:: INPUT MATERIAL ::

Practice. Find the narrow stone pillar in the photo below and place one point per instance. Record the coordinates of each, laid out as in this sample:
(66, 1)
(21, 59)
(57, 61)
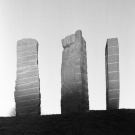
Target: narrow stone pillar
(112, 74)
(74, 91)
(27, 90)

:::

GIVEN TASK: Please write out all the entries again, requests included, rescaling only the answer coordinates: multiply each by 1.45 and round to whole numbers, with halves rounded up. Leave the pictures out, and keep the numbers in the requests and their format samples as they are.

WRITTEN SOLUTION:
Practice. Find the narrow stone pillar in the photo below and place one point per instance. Record the coordinates of each, laid out as in this sample:
(66, 1)
(21, 59)
(57, 61)
Target: narrow stone pillar
(162, 107)
(107, 132)
(39, 131)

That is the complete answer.